───── Quoted passage

On Revisiting Love in the Time of Drought
Or finding new forms of it.
by Marcello Cortese
For a long time, I have felt that being pleasantly sleepy is the best state to be in because feeling pleasantly sleepy is the closest sensation to being in love.
The two sensations are similar states of being. They share in blurry eyes, softened, starlike lights, stilled hearts, the slightest melody playing somewhere far off in your head…
The best way to feel this way, in my opinion, is in the early evening. Preferably a young summer evening, spent over lemon waters, or iced teas, and some sumptuous meals shared between friends. Or by your lonesome. Up to you. Some wine and dessert, that tender stroll home where, at any moment, your eyes could close entirely and the legs would just keep walking…
I’ve considered this as the state of love I prefer against many others, if only because it’s the one I derive the most pleasure and meaning from. It satisfies me the most, and gets me closest to a state of pure peace. But recently I’ve wondered again about the others. States, that is.

──────────
───── Supplied material

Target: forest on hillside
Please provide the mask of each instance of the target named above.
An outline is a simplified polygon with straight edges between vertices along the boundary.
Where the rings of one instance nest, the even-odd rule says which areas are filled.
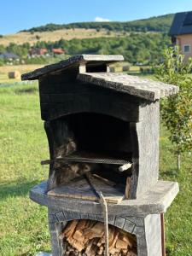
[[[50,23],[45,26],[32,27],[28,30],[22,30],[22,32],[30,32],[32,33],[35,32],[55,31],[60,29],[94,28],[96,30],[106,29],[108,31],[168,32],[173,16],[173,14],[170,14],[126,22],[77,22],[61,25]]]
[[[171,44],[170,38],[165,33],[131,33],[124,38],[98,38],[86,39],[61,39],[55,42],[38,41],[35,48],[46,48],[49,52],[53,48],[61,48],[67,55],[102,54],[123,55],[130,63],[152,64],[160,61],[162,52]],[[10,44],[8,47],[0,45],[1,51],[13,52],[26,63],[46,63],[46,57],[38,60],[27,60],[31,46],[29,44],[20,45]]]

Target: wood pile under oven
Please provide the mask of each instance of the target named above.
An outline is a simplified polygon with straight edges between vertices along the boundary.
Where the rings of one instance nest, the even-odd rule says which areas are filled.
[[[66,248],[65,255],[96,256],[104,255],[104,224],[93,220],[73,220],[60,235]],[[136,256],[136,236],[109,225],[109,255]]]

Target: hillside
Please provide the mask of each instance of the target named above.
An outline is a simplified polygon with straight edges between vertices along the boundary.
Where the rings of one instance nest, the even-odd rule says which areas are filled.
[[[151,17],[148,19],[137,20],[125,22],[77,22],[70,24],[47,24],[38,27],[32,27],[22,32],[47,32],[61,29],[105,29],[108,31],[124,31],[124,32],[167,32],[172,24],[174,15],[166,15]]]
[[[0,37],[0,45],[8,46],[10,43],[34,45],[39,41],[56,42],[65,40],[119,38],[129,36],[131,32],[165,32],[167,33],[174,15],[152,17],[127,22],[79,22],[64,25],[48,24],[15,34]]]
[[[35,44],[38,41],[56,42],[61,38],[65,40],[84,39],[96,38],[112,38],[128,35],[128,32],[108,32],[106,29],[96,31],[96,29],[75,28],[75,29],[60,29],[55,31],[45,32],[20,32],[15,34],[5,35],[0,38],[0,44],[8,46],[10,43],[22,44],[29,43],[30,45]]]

──────────
───── Supplied material

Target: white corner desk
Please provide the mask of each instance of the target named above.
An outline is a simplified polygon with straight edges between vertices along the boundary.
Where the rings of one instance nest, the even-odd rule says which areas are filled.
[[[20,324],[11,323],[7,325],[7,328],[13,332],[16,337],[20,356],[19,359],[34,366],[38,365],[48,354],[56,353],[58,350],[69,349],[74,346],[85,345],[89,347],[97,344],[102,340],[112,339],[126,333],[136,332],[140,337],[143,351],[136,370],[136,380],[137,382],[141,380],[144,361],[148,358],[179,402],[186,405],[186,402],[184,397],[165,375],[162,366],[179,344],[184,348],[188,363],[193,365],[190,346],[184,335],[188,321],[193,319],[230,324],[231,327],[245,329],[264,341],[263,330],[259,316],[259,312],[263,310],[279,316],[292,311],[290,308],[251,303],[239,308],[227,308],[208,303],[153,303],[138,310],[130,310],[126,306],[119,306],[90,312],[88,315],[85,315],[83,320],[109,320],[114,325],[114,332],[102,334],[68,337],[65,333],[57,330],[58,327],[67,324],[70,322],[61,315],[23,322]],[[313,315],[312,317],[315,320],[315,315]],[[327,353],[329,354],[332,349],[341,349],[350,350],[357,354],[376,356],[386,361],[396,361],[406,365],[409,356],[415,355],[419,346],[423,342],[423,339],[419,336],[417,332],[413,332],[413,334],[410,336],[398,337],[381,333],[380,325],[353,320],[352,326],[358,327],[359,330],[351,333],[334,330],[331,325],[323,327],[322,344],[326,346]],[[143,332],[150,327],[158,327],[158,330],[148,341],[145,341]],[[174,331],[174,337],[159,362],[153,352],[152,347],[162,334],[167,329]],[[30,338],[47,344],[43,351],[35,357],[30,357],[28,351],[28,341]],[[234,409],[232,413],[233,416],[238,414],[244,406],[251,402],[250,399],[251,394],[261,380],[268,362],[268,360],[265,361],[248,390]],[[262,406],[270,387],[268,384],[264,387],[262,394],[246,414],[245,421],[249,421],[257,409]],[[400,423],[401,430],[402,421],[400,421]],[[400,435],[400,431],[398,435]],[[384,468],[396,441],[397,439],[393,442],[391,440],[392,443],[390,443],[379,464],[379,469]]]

──────────

• _Given request 1_
Transcribe a portion of the essay on love and sleepiness, starting at the words "On Revisiting Love" and ending after "being in love.".
• _Given request 2_
Go on with the essay on love and sleepiness from the point where it stops.

• _Final result 1_
On Revisiting Love in the Time of Drought
Or finding new forms of it.
by Marcello Cortese
For a long time, I have felt that being pleasantly sleepy is the best state to be in because feeling pleasantly sleepy is the closest sensation to being in love.

• _Final result 2_
I’ve collected quotes over the years about love and this connotation it carries. The asterisk involved. Words by Woolf. Diamant. Hemingway. Balzac. du Maurier. Steinbeck. Lawrence. Dostoevsky. Shakespeare. Aligheri. Everyone, seemingly, has some take on this thing. A sort of vantage, always either above or below the subject of love itself. Always removed.
In Dante’s case, it (love) is something that is continuously wept upon in the upper terraces in Purgatory. It takes multiple shapes, each a mystery. In Shakespeare’s, it is a creature that “hath twenty pairs of eyes” and winks upon homely objects. Woolf describes love as an unfinished act, interrupted by a thought. Balzac equated it to a measure of nobility. du Maurier considered it a fever. Diamant’s version was a drum and Hemingway’s was a bell. Steinbeck recognized it, nothing more. Lawrence considered it a fish (the proper fish) in a sea of mackerel and herring. And Dostoevsky, well, what didn’t he think?
Something that I keep coming back to, in this way, is the sense of apartness between the thing and the person. In this case, love becomes clouded over by metaphor and association. It is a result, or a process that results in something, or an object or a force that dotes upon objects, or a sensation that finalizes a moment, or or or. These sentiments are understandable and holistic, but there is an artistic generalization to them. The only of the aforementioned quotes that I can think of that truly gets specific is, “I am glad it cannot happen twice, the fever of first love.”
That’s from Rebecca.
Yet, one quote about this very topic has remained indelible on my brain ever since I first heard it. And it wasn’t written by an artist.
Jacques Lacan once determined that, “Love is giving something you don’t have to someone who doesn’t want it.”
I shall let this marinate just a second longer.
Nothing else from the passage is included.